Text block:
Since being founded in 2004 the popularity of Facebook has continued to grow. Facebook can boast to have a massive 300 million active users (Representing people who have returned to the site within 30 days) and this figure is still growing to date. In January 2009, Compete.com ranked Facebook as the most used social network by worldwide monthly active users. It has become extremely popular within the general public, but the main demographic of users are students; from high school up to post graduation level. People may think that users of Facebook are scattered across a group of random individuals, but Hargittai (2007 p.276) states that 'a person's gender, race and ethnicity, and parental education background are all associated with use'. Hargittai (2007 p.276) also points out that 'additionally, people with more experience and autonomy of use are more likely to be users of such sites'. This adds to the argument that when you are surfing the internet, you are not just another statistic, as Hargittai (2007 p.277) also writes 'offline identities very much carry over to online behaviour'.

This essay will be discussing how much of an impact Facebook has had on the 21st Century, more interestingly, how it's changed and revolutionised people's interactions with each other on a daily basis.

I have had a Facebook account since early 2008, which was mainly set up due to peer pressure. This is because between the start of 2007 and early 2008, the majority of people I knew were using MySpace as their primary social networking site. A social trend had begun where many of my friends were deleting their MySpace profiles and creating profiles on Facebook. This created a domino effect, that because friends were moving to a new social networking website, I felt I had to do the same. The Collins English Dictionary defines 'Domino Effect' as; 'If one event causes another similar event, which in turn causes another event, and so on, you can refer to this as a domino effect'. A real world example of the domino effect in action is referenced in Freund (2007 p. xvi) by which she is talking about countries joining trade unions; 'there is a domino effect and as more countries join a union non members face increasing incentive to join'. This can be related back to my experience of moving from a MySpace account to a Facebook account.

Facebook is a product of the post-modern society that we live in today. We utilise the internet for many resources; up to date news, shopping, business and entertainment, the list goes on. This way of life that the internet has given us is now prompting us to socialise online too.

The Impact on Society

The website does what it says on the tin, it brings people together in social communities. It allows you, for example to join a network related to your University, find fellow friends and classmates, upload photographs, join groups associated with personal interests and send messages amongst many other things. It can be seen as a big social networking playground.

Your tasks:
a. In the Facebook essay, which site did most of the writer's acquaintances use as their primary social networking site between the start of 2007 and early 2008?
b. Quote the Facebook essay word for word, starting at "Facebook is a" and ending at "socialise online too.".

Listed records:
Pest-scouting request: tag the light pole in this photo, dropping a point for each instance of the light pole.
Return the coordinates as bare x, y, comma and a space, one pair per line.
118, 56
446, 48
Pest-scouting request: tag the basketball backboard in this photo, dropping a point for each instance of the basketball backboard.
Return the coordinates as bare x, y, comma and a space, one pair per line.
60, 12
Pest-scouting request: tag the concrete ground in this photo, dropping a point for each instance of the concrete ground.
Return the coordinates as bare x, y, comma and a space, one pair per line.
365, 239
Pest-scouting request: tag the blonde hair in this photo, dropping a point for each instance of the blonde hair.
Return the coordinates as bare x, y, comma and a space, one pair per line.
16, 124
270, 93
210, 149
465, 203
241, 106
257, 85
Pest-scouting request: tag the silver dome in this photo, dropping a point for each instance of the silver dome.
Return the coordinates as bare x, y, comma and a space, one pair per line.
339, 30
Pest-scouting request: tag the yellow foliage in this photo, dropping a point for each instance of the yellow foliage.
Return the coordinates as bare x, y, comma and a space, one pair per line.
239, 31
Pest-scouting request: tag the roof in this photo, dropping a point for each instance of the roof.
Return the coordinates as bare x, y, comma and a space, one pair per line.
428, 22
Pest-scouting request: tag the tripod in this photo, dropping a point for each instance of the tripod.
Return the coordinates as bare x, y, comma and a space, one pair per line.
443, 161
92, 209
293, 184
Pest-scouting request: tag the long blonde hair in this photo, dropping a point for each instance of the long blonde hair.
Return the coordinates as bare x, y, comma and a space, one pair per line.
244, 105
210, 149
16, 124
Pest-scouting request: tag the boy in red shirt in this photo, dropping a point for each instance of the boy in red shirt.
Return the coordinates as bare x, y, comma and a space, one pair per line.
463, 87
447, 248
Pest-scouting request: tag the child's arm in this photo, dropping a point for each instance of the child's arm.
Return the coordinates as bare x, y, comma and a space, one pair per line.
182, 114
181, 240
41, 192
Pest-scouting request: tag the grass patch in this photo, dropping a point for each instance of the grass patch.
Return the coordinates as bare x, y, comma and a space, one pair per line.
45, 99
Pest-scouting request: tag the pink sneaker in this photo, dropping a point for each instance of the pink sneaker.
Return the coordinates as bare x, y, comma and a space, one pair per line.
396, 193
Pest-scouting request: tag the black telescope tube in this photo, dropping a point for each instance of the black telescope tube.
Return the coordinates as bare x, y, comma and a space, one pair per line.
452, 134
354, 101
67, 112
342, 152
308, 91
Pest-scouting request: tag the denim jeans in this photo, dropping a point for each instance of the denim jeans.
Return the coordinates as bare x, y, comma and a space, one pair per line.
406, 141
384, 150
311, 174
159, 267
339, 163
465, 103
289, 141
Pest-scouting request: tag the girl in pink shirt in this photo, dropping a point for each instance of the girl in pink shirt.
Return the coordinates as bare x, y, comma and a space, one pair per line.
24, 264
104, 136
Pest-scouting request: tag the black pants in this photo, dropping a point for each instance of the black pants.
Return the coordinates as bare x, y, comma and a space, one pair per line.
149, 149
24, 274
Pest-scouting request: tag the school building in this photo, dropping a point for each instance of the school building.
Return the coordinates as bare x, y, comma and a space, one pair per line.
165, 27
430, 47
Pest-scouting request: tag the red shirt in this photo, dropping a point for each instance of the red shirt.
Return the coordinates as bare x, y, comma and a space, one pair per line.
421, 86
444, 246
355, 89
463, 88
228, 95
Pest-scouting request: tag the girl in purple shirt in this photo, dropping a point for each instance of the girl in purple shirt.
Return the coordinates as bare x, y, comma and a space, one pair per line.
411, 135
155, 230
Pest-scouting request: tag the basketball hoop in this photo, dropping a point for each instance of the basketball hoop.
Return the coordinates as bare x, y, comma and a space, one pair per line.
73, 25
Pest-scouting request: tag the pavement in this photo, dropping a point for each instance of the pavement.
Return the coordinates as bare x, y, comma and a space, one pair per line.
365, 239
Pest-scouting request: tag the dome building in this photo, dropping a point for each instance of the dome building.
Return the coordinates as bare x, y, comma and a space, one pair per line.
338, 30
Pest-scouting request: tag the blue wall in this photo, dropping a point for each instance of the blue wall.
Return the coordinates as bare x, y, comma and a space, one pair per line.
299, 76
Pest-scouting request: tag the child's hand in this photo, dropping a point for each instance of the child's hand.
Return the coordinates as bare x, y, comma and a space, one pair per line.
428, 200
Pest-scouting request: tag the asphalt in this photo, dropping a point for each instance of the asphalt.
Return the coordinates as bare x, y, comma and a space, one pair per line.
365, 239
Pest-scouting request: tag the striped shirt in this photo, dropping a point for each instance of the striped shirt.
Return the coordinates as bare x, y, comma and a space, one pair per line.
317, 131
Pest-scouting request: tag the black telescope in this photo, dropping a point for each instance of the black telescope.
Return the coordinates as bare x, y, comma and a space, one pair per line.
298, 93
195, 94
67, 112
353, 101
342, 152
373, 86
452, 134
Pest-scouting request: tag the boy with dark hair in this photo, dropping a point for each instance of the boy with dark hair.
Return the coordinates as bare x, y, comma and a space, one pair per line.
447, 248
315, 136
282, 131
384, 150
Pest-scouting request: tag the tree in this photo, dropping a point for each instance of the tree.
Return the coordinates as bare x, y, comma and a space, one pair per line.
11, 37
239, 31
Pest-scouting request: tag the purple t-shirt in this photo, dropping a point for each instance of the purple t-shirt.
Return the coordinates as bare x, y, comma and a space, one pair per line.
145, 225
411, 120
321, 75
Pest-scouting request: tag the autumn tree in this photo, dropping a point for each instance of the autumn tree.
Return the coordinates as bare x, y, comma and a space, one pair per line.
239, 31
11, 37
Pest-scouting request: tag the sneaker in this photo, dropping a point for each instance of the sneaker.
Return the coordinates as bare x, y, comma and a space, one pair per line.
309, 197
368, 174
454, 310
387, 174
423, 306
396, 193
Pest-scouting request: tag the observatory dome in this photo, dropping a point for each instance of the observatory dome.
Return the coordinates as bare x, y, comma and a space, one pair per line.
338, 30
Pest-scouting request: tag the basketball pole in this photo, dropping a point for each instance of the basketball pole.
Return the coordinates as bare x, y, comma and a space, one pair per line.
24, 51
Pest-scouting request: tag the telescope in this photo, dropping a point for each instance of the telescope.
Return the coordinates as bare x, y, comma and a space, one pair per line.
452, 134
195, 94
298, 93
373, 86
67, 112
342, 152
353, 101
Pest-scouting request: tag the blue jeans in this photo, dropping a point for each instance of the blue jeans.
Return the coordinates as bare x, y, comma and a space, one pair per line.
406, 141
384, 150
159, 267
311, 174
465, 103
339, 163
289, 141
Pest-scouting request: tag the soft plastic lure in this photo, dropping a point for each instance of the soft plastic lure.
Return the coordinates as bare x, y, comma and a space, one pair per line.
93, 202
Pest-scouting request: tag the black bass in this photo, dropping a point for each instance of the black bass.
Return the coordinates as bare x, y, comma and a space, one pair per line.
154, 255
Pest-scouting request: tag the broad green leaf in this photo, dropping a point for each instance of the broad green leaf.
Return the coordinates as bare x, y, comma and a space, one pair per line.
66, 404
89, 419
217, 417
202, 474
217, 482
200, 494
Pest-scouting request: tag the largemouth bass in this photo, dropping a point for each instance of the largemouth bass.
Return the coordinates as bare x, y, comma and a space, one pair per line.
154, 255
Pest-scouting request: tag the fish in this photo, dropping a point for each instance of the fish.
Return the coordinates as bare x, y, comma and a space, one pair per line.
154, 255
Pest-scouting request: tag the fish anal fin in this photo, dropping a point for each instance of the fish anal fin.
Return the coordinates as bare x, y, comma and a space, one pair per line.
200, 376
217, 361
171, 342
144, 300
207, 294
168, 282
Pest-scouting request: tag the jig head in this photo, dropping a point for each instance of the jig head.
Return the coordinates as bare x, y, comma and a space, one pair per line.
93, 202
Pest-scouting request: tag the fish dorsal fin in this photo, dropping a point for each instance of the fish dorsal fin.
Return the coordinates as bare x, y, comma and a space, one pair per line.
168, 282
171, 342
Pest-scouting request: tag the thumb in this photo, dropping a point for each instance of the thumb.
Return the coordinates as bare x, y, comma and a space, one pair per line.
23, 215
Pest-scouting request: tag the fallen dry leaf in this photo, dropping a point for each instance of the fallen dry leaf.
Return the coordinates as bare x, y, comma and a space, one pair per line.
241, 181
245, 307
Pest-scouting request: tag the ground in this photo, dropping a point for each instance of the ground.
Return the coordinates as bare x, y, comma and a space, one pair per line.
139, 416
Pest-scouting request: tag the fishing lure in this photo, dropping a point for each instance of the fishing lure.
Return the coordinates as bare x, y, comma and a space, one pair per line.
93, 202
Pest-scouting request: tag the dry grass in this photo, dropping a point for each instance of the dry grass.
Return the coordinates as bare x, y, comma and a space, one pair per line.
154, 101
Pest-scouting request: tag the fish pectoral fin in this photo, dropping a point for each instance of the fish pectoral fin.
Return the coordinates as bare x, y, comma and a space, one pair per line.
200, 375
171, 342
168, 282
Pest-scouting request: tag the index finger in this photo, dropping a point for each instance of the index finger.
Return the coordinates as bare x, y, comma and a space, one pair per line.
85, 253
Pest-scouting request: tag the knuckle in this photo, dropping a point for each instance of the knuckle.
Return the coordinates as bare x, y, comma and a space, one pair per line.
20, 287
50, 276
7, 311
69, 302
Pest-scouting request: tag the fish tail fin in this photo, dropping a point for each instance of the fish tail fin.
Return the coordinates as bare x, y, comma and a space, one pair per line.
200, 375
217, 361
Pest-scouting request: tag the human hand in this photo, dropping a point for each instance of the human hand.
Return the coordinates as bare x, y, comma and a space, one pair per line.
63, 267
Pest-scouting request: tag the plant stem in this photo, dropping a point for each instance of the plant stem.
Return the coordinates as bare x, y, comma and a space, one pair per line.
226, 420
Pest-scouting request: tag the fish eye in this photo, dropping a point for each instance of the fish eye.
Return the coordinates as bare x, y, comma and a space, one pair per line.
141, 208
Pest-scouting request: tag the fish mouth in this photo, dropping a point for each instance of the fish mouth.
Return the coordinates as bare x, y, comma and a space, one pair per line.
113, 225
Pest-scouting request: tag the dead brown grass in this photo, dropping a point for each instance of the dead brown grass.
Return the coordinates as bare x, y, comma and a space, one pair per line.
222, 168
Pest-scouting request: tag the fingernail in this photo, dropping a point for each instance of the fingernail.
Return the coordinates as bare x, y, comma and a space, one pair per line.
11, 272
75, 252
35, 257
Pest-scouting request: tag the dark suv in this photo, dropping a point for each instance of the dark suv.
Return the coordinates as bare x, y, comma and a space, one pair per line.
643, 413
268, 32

Worked solutions:
a. MySpace

b.
Facebook is a product of the post-modern society that we live in today. We utilise the internet for many resources; up to date news, shopping, business and entertainment, the list goes on. This way of life that the internet has given us is now prompting us to socialise online too.